Text under study section start

The following is taken and paraphrased from the National Bee Unit’s document entitled “Statutory Procedures Advisory Leaflet”, available at their Advisory Leaflets, Training Manuals & Fact Sheets web page.
Apiary inspections and Bee Inspectors
Beekeepers have a responsibility to inspect their bee colonies regularly for signs of pests or serious diseases.
Bee Inspectors are experienced beekeepers who have been trained to identify and control pests and diseases and provide help and advice. They will deal with suspected diseases and pests reported by beekeepers as promptly as conditions allow, working alongside beekeepers.
You have a statutory obligation to report suspected foulbrood or an exotic pest immediately to your bee inspector. Contact details can be found HERE.
If the bee inspector has reason to suspect foulbrood or an exotic pest, he or she will immediately issue the beekeeper with a Standstill Notice.
A Standstill Notice prohibits the beekeeper from moving any bees, equipment or hive products from the apiary.
An apiary inspection report and the inspector’s recommendation are sent to the NBU laboratory.
The Standstill Notice remains in force until statutory control measures have been satisfactorily completed and the apiary declared apparently disease free. This is for a minimum of six weeks but may last for many weeks, depending on the circumstances. The apiary will be re-examined and, if found to be clear of notifiable disease, a Withdrawal of Standstill Notice will be issued to formally end the Standstill Notice.

Text under study section end

- **What the task asks**:
Does each statement agree with the leaflet on apiary inspections? Answer yes or no for each and quote its deciding words: (a) a Standstill Notice bars the beekeeper from moving hive products out of the apiary; (b) a Standstill Notice can be lifted after four weeks; (c) beekeepers must report suspected foulbrood to their bee inspector immediately. The lines that follow were taken from a separate source.

Data listing section start

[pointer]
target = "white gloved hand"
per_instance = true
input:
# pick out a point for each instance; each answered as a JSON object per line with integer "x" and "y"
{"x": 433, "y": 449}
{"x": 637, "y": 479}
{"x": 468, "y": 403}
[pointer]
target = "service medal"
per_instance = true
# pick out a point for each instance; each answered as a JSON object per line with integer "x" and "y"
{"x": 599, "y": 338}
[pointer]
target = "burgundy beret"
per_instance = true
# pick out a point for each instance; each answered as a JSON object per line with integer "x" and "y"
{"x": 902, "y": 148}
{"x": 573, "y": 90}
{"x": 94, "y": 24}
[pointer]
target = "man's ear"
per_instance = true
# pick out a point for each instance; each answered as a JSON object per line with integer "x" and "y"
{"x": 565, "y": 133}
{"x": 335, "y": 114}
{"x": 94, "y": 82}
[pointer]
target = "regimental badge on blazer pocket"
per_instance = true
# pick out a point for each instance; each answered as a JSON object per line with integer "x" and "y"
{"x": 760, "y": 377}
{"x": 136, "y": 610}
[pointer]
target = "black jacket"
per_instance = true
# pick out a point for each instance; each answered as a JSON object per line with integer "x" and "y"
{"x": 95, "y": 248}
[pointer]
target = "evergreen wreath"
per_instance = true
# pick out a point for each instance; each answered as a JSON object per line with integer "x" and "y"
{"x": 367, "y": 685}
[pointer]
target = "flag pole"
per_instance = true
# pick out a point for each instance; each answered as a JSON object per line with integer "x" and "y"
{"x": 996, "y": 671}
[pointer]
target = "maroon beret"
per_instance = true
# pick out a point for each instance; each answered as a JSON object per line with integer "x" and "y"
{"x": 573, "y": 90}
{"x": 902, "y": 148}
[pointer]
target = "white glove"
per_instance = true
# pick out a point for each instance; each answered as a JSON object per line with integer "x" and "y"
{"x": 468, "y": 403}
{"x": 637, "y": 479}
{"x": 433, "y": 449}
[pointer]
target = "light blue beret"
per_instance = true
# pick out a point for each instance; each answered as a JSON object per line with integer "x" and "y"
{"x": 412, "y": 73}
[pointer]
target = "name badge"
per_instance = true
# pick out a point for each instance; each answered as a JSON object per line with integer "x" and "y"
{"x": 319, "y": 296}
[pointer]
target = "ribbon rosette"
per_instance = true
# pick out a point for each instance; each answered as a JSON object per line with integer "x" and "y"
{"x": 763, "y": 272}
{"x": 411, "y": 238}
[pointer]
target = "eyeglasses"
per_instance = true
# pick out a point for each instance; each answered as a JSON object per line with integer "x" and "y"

Data listing section end

- **Answer to this task**:
(a) Yes: "A Standstill Notice prohibits the beekeeper from moving any bees, equipment or hive products from the apiary."
(b) No: "This is for a minimum of six weeks but may last for many weeks, depending on the circumstances."
(c) Yes: "You have a statutory obligation to report suspected foulbrood or an exotic pest immediately to your bee inspector."